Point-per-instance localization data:
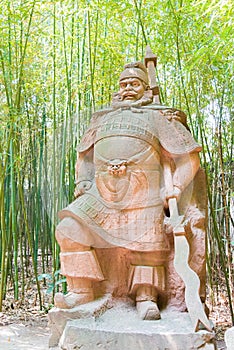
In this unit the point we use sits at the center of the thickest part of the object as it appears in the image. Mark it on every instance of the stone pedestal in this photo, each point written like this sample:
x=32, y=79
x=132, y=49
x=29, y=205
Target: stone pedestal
x=120, y=328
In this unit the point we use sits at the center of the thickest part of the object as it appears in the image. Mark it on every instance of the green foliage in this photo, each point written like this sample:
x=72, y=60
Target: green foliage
x=60, y=60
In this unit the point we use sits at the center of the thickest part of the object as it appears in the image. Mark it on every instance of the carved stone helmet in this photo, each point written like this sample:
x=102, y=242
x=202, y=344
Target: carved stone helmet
x=135, y=70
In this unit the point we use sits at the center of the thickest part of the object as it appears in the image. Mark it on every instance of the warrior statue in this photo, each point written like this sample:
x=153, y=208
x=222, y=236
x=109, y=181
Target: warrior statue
x=116, y=237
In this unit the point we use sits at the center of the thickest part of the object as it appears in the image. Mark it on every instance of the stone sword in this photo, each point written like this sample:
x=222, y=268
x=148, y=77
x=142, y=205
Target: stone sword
x=190, y=278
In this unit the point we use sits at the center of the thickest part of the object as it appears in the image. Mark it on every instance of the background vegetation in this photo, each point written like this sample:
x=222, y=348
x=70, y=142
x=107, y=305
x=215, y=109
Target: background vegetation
x=59, y=61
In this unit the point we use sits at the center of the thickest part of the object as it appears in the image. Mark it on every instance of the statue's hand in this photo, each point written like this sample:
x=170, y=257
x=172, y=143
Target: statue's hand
x=82, y=187
x=166, y=195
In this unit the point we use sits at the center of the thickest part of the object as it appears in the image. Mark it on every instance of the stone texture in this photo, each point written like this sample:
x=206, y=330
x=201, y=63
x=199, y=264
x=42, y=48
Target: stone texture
x=229, y=338
x=120, y=328
x=59, y=317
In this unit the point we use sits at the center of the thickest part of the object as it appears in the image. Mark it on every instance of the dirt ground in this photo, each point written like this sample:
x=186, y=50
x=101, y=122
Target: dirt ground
x=23, y=326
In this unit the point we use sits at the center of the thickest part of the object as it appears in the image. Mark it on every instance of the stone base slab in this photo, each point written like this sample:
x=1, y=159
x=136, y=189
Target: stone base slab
x=58, y=318
x=120, y=328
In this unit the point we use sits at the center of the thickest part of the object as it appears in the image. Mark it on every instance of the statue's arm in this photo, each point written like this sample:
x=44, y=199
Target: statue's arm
x=184, y=169
x=84, y=172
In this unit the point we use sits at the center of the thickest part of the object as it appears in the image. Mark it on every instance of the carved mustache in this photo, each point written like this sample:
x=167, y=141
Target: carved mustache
x=129, y=93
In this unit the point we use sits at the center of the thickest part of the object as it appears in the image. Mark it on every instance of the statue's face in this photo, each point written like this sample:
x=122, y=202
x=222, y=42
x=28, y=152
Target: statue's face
x=131, y=89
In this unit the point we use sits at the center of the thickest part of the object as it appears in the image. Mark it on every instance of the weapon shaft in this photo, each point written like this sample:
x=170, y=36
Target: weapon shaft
x=150, y=63
x=189, y=277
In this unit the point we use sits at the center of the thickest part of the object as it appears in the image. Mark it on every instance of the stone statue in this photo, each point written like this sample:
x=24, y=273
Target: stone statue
x=116, y=237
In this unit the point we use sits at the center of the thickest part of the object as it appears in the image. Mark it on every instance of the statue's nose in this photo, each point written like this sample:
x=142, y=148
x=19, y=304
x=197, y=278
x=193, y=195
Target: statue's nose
x=129, y=87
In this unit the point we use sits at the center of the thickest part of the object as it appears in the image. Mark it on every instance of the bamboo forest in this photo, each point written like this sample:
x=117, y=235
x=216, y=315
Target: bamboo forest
x=59, y=62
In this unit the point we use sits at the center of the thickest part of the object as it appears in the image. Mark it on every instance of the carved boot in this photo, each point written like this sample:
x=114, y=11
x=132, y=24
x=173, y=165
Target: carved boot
x=143, y=285
x=146, y=304
x=81, y=269
x=80, y=292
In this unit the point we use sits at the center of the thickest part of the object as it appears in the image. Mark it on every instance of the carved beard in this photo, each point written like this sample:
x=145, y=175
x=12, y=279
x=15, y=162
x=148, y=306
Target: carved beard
x=146, y=99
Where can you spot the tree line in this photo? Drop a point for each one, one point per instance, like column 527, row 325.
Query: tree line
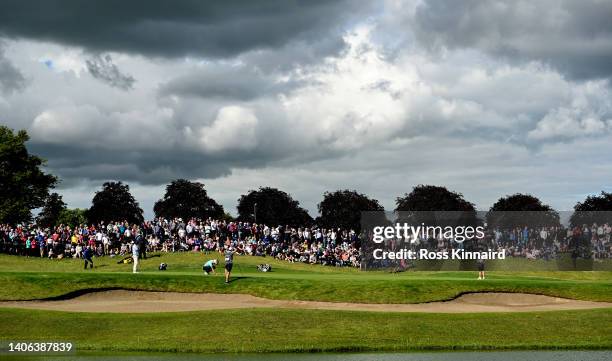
column 24, row 186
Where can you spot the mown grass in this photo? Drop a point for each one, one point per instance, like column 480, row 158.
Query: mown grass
column 261, row 330
column 35, row 278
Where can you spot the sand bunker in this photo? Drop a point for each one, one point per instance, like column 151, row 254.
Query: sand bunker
column 122, row 301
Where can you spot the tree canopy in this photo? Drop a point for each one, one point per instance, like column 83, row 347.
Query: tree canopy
column 114, row 203
column 519, row 210
column 271, row 206
column 435, row 205
column 23, row 184
column 594, row 209
column 51, row 212
column 343, row 209
column 187, row 200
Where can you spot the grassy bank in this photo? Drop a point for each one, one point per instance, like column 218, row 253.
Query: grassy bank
column 40, row 278
column 260, row 330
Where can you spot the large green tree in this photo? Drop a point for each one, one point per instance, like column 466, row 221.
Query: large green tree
column 271, row 206
column 594, row 209
column 50, row 214
column 187, row 200
column 114, row 203
column 23, row 184
column 519, row 210
column 435, row 205
column 343, row 209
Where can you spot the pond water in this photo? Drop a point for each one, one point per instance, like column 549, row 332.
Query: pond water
column 425, row 356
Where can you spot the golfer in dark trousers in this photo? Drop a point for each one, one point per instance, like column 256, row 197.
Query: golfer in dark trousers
column 229, row 261
column 87, row 254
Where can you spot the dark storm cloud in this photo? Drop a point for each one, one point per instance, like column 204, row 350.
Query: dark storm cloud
column 11, row 79
column 170, row 29
column 574, row 37
column 103, row 68
column 74, row 163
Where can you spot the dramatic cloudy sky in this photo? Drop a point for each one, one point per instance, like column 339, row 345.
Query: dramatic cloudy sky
column 485, row 97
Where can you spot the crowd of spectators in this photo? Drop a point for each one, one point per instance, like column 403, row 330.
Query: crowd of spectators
column 585, row 241
column 314, row 245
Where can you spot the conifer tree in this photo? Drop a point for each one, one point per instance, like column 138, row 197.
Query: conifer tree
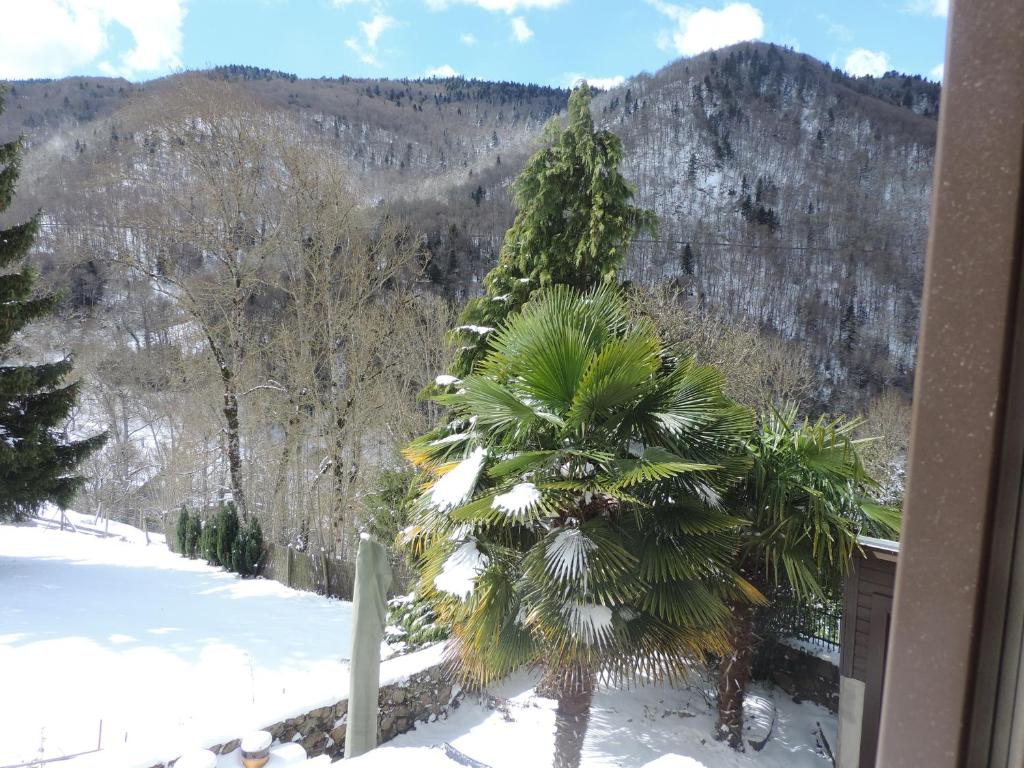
column 573, row 226
column 37, row 462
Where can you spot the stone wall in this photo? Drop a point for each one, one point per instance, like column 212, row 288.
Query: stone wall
column 803, row 675
column 424, row 696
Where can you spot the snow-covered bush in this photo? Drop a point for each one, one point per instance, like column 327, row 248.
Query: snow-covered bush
column 412, row 624
column 187, row 532
column 247, row 551
column 227, row 531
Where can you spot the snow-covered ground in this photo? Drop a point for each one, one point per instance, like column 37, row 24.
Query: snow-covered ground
column 628, row 729
column 171, row 654
column 168, row 653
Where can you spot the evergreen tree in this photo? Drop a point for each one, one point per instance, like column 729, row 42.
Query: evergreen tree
column 574, row 225
column 569, row 518
column 37, row 461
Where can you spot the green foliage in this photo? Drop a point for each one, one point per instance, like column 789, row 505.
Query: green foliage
column 208, row 542
column 181, row 530
column 37, row 463
column 805, row 501
column 247, row 551
column 227, row 531
column 578, row 485
column 387, row 511
column 193, row 532
column 573, row 226
column 413, row 624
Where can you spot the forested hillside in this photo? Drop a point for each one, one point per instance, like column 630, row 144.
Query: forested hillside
column 260, row 269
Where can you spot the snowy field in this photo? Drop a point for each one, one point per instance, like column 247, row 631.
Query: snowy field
column 167, row 652
column 650, row 726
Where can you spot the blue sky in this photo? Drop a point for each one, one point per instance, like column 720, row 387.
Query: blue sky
column 553, row 42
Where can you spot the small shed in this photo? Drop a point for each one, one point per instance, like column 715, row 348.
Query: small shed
column 867, row 600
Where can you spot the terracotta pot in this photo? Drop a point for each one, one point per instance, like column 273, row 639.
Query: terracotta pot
column 255, row 759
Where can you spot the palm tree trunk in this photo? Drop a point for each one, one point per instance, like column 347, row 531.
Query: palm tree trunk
column 571, row 718
column 734, row 676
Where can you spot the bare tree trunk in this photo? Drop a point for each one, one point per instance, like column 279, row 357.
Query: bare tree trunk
column 233, row 439
column 281, row 480
column 734, row 676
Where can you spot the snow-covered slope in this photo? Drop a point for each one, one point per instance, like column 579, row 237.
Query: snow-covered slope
column 648, row 725
column 166, row 652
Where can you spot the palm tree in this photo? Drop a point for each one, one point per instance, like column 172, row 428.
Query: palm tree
column 803, row 503
column 569, row 520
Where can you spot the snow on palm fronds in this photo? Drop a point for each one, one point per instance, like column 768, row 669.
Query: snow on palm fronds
column 568, row 518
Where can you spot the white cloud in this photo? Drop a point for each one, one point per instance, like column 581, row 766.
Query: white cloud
column 862, row 61
column 707, row 29
column 835, row 29
column 444, row 71
column 53, row 38
column 572, row 78
column 366, row 49
column 520, row 31
column 930, row 7
column 507, row 6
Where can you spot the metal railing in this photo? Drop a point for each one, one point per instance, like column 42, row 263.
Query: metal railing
column 818, row 625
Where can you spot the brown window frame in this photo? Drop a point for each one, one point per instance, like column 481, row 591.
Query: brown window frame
column 951, row 678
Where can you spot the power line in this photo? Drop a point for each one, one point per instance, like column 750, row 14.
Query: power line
column 841, row 248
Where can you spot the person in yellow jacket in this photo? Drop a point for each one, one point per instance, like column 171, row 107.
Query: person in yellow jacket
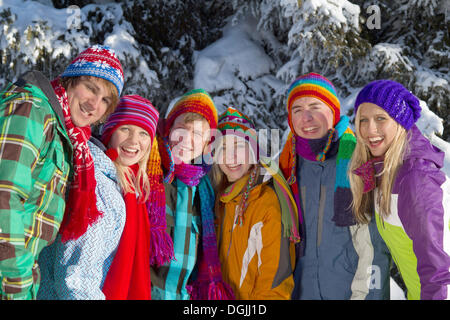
column 256, row 214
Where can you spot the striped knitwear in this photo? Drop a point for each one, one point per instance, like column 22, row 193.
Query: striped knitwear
column 316, row 86
column 97, row 61
column 134, row 110
column 196, row 101
column 233, row 122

■ Action item ■
Look above for the line holding "x=142, y=205", then set down exactly that line and every line after it up to and including the line holding "x=28, y=152", with nothing else.

■ Result of the task ■
x=142, y=205
Target: stone sword
x=190, y=278
In this unit the point we use sits at the center of the thickest part of the object as it appears in the image. Mark it on every instance of the background vegetation in this photo, each point written like this sample:
x=222, y=348
x=70, y=142
x=107, y=305
x=215, y=109
Target: background vegetation
x=59, y=61
In this unit the point we use sits at the center of the thickest part of the object as it appears in the image. Mark it on every instance of the statue's hand in this photo, each point written like this sample:
x=170, y=257
x=172, y=143
Target: statue's hand
x=82, y=187
x=166, y=195
In this unit the point we use sits at the center of the thickest part of the object as it appears in the image. Mark it on every instance of the stone texture in this photo, each point written like this sample:
x=206, y=330
x=201, y=63
x=199, y=264
x=42, y=48
Target: stone texture
x=229, y=338
x=120, y=328
x=59, y=317
In this unit the point we use sits at the center of the thickest part of the object as it appears in the image. Mark it on every instance of the dirt ground in this photo, each point written like this sample:
x=186, y=50
x=101, y=122
Target: dirt ground
x=23, y=326
In this unit the point we use sits at the center of the thickest part of the object as it appears in the image. Mark it on every instance of the stone base slab in this photo, each point written like this sample:
x=1, y=159
x=136, y=189
Target: stone base slab
x=58, y=318
x=120, y=328
In this unit the point we use sits at the center of the thickest part of the object as it appears in the image. Mark it on every instance of the statue's arm in this photo, each point written like this sample:
x=44, y=199
Target: statue's arm
x=184, y=169
x=84, y=172
In this unit the point we use sits at the center of the thickest part of the object as it appears in the image. Mark it on every instance of the carved mustache in this photo, each point written like this sample:
x=167, y=141
Target: carved mustache
x=129, y=93
In this unit the point we use sits at the center of the thickest part of the object as it appears in the image. Mark it on every instance of the statue's face in this photo, each point written like this sample:
x=122, y=202
x=222, y=42
x=28, y=152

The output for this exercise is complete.